* _EXERCISE GOAL_
Pick out every line in the listing below that contains the word "driveway", and copy each of those lines.

──────────

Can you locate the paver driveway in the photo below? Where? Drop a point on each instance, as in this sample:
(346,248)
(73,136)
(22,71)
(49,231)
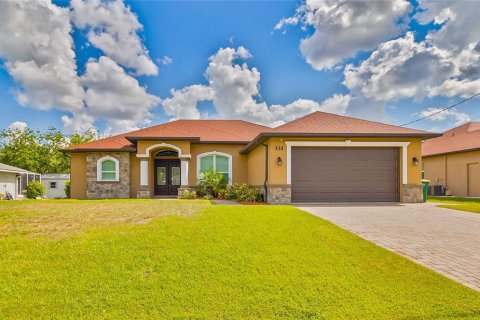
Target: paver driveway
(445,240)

──────────

* _ANSWER TO THE EXERCISE_
Can you locate the paver driveway in the photo below? Where? Drop a point on each instance, as in this sample:
Target: paver driveway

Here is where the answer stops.